Text block start

In his desire to specify the content 'related' by the composer, the author invokes two sources from the period. The first comprises letters from 1839 written by Heinrich Probst, the Paris agent of Breitkopf & Hartel, to the firm's owner, in which he describes the Ballade as Chopin's 'Second Ballade' and as the 'Pilgrims Ballade', referring to Raimbaude's ballad from Meyerbeer's opera Robert le diable. The other is an article by Felicien Malleville, published on 9 September 1838 in La revue et gazette musicale, in which he calls this work a 'Polish Ballade'; it ensues from the text that this name should be comprehensible to both the composer and his milieu. On this basis, Bellman concludes that the work was received in this way by 'well-informed listeners' even prior to its publication. This is quite likely. The Polish exiles in France were in need of a prophet, of someone who would sing the Polish cause, who would tell of the fortunes of their country and of themselves. At the same time, Chopin is known to have shared the exiles' feelings, longed for his country and suffered greatly on account of his distance from his loved ones and his lack of hope for a return. Therefore, the interpretation of this work in national terms could have arisen within the Polish exile community (but it is unlikely to have come from the composer), and then spread more widely. That does not mean, however, that Chopin himself perceived this work in such a semantically unequivocal way. A composer's experiences and emotions, and the conditions in which he lived, are all reflected in a more or less processed way in his art, and Chopin's personal feelings connected with Poland were extremely important and are undoubtedly expressed in his works. But that does not yet prove that he wanted to 'tell' a specific story here. Of course, one cannot exclude the possibility that Chopin wished to 'tell' the story given by the author or one like it, but that can only be a hypothesis, which we are not able to prove.

It is interesting, as indeed the author notes, that in Poland this Ballade was not perceived in national terms; the Poles back home did not discern in it the martyrdom of the nation or the exiles' nostalgia or an analogy to the operas Bellman cites, although all the operas mentioned were performed at the Warsaw Opera and were well known, at least among the critics. So is this due to differing experiences or to the fact that the work is multivalent and can be subjected to various interpretations?

Text block end

## Problems
1. Repeat the part of the passage about Chopin's Ballade starting with "It is interesting, as" and going on through "to various interpretations?".
2. In the passage about Chopin's Ballade, what did Felicien Malleville call the work in his article in La revue et gazette musicale?

Information provided start

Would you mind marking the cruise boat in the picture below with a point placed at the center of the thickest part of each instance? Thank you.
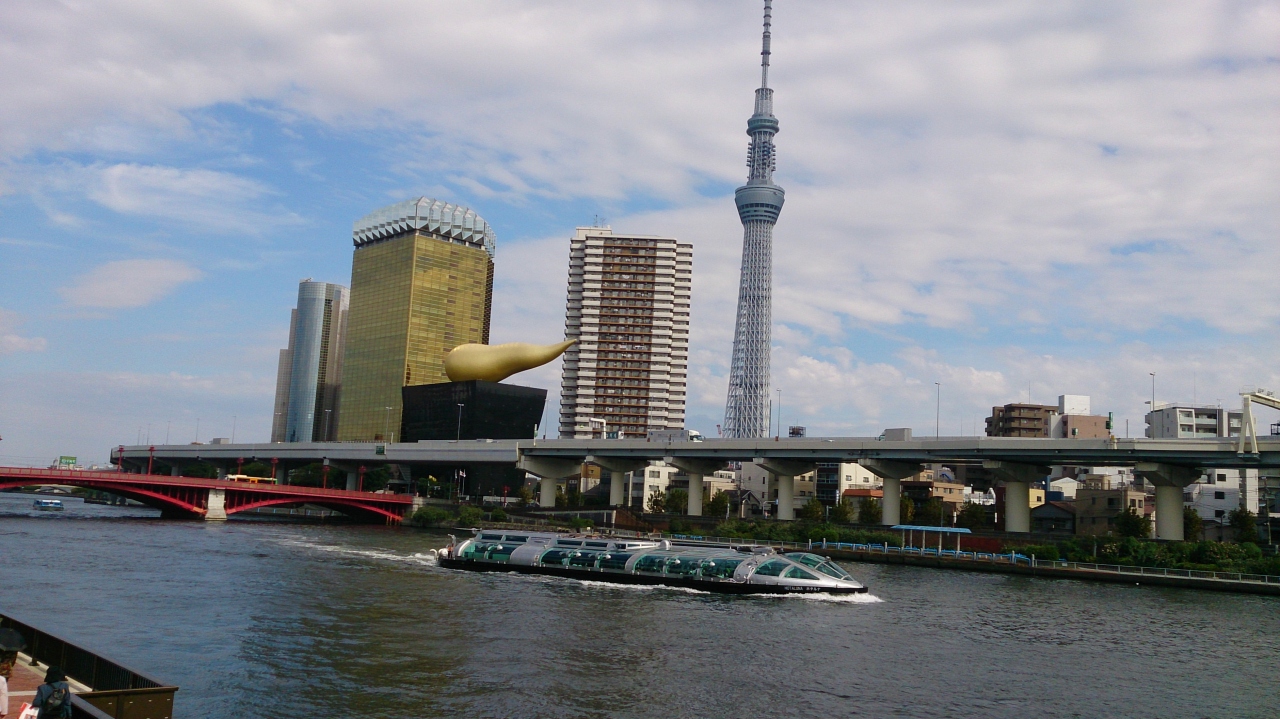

Information provided end

## Responses to the exercise
1.
It is interesting, as indeed the author notes, that in Poland this Ballade was not perceived in national terms; the Poles back home did not discern in it the martyrdom of the nation or the exiles' nostalgia or an analogy to the operas Bellman cites, although all the operas mentioned were performed at the Warsaw Opera and were well known, at least among the critics. So is this due to differing experiences or to the fact that the work is multivalent and can be subjected to various interpretations?

2. A 'Polish Ballade'.